### SOURCE PASSAGE
---------------
Stanek went to hospital officials, telling them of what was going on and the hospital officials told Stanek that the induced labor abortions would continue. When Stanek was told this, she decided to go public about everything, exposing the truth and testifying before the U.S. House Committee, as a supporter of passing BAIPA (the Born Alive Infant Protection Act.) When Christ Hospital found out about her outspokenness regarding the subject of the controversial live abortions they were performing on babies that could very well survive if given medical attention, Stanek was fired. Stanek was quite obviously unhappy with her work environment, and the morals of her employer’s organization were quite obviously in severe discord with her own, and all of these factors led to her involuntary resignation. The organization, Christ Hospital, obviously did not agree with her values, or her right to speak out against the organization, and Stanek obviously did not agree with the practices of her hiring organization or she wouldn’t have spoken out against them and testified before the U.S. House in regards to the barbaric practices occurring at Christ Hospital against defenseless, premature babies. Stanek was quite obviously unhappy with the practices that her employing organization was participating in, which had to have affected her job satisfaction, and happiness with her employer, eventually culminating to her termination.
These examples make it quite clear how values that are in unison and agreement with an individual employee’s values can strengthen the bonds that the individual has with their employing organization. This agreement can raise the individuals opinion of the organization, and increase the employee’s level of job satisfaction when they know that the organization they are part of supports something they believe in. Just as having similar beliefs can strengthen bonds, and improve job satisfaction, when an organization’s actions conflict with an individuals personal values, it can have very negative effects on the employee’s opinion of the organization, and drastically lower the employee’s level of job satisfaction. This decrease in job satisfaction, and loss of respect for the employing organization can lead to withdrawal behaviors, and eventually culminate and escalate to the point of resignation, whether voluntary or involuntary. Some differences in values may be considered more important or less important than others. The level at which an individual ranks a value can affect how much of an impact a conflict of values between the individual and the organization’s practices can have on the individual’s job satisfaction and happiness with their employer. When the particular value is ranked lower, the impact tends to be less, however, if the particular value is ranked very highly to the individual the affect a conflict in values can have on the individuals job satisfaction and happiness with their employers can be severely and drastically affected.
Colquitt, Jason A.. Organizational behavior: improving performance and commitment in the workplace. Boston: McGraw-Hill Irwin, 2009. Print.
---------------
### EXTRACTED ENTRIES

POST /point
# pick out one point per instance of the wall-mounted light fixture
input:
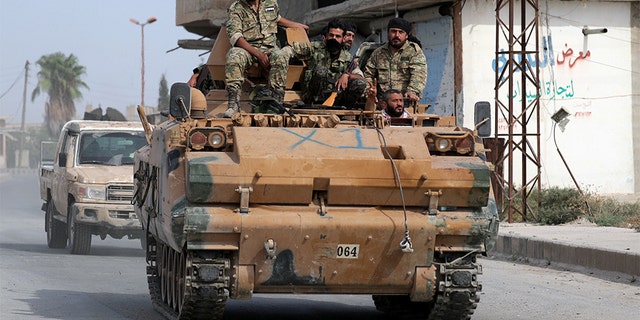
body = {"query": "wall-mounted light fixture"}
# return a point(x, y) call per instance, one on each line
point(587, 31)
point(561, 118)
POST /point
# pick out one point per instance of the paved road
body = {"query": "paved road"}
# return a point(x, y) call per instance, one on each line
point(41, 283)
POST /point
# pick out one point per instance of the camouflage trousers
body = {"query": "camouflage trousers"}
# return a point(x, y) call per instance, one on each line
point(318, 83)
point(321, 83)
point(279, 66)
point(238, 62)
---------------
### TO DO
- 1) In the essay on values and job satisfaction, which act did Stanek support when she testified before the U.S. House Committee?
- 2) Does each statement agree with the essay on values and job satisfaction? Answer yes or no for each, and quote the deciding words.
(a) Hospital officials told Stanek that the induced labor abortions would stop.
(b) When a value is ranked lower by an individual, a conflict over it tends to have less impact.
(c) A decrease in job satisfaction can lead to withdrawal behaviors.

### LIST OF SOLUTIONS
- 1) The Born Alive Infant Protection Act (BAIPA).

- 2)
(a) No: "the hospital officials told Stanek that the induced labor abortions would continue"
(b) Yes: "When the particular value is ranked lower, the impact tends to be less"
(c) Yes: "This decrease in job satisfaction, and loss of respect for the employing organization can lead to withdrawal behaviors"